---------- EXERCISE DATA ----------

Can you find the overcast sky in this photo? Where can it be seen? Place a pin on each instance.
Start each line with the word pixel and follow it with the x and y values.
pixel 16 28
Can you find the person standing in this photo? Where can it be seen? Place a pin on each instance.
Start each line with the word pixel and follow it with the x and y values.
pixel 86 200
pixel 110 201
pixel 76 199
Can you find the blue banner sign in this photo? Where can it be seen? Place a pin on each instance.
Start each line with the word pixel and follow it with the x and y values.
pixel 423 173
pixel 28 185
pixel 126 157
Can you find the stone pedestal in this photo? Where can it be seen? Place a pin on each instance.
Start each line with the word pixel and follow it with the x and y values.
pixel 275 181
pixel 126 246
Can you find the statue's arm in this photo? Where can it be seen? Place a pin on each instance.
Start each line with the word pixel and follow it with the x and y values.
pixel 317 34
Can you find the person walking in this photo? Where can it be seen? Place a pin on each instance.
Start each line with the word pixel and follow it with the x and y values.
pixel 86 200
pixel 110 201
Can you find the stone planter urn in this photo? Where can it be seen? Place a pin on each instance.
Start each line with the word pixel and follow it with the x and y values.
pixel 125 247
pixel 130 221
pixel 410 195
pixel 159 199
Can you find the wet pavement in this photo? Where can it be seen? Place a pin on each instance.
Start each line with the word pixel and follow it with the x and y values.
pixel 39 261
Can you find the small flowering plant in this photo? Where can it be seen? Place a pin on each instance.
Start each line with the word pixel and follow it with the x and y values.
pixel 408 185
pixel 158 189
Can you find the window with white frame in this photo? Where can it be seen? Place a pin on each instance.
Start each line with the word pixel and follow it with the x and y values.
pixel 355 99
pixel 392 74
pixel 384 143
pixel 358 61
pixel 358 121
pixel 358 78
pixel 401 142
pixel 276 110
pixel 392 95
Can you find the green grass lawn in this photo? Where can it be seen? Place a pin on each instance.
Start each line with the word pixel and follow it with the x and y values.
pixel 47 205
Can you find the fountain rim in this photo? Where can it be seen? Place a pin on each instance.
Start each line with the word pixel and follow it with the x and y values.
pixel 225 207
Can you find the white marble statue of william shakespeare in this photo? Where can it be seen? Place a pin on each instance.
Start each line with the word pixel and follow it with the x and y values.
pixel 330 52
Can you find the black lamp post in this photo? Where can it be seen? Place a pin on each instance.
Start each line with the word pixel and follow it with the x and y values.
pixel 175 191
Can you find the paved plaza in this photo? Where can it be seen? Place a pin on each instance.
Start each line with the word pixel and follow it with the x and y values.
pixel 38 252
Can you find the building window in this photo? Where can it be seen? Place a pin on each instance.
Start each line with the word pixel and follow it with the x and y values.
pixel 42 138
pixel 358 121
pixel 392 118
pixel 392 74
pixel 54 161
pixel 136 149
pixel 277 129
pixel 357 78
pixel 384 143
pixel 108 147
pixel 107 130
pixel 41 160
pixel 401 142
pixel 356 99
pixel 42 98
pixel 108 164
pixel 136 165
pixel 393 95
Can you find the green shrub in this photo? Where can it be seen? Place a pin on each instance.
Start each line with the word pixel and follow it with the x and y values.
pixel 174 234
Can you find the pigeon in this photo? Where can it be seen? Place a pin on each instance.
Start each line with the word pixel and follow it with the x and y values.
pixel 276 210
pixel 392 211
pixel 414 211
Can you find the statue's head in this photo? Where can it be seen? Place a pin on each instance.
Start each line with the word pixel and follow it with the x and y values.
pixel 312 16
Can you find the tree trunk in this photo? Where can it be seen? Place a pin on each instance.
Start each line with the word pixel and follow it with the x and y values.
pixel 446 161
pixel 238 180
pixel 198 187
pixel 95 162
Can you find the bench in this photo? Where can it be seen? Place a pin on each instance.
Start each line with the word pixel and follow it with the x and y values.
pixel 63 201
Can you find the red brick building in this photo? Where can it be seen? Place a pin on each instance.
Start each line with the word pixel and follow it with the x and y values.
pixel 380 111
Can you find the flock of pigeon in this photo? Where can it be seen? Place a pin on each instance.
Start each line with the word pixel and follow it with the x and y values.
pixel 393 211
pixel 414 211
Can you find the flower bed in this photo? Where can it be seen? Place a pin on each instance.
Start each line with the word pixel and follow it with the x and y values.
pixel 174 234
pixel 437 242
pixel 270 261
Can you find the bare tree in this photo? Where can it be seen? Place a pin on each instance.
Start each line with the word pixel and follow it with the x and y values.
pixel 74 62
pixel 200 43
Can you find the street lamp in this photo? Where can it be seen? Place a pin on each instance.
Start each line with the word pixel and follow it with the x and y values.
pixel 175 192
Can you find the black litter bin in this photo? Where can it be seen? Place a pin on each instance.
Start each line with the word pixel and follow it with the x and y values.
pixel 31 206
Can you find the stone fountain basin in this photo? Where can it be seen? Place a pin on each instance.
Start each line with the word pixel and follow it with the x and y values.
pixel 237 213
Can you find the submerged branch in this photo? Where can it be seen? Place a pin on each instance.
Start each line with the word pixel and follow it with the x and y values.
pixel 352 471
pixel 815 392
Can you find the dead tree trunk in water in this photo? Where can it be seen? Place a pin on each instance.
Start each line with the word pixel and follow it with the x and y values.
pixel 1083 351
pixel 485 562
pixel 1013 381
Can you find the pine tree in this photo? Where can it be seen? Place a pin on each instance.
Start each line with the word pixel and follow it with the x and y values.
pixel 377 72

----------

- _ACTION ITEM_
Report every line in the listing that holds the word "statue".

- _EXPECTED ANSWER_
Can you find the statue's arm in this photo? Where can it be seen? Place a pin on each instance.
Can you find the white marble statue of william shakespeare in this photo? Where can it be seen? Place a pin on each instance.
Can you find the statue's head in this photo? Where can it be seen? Place a pin on each instance.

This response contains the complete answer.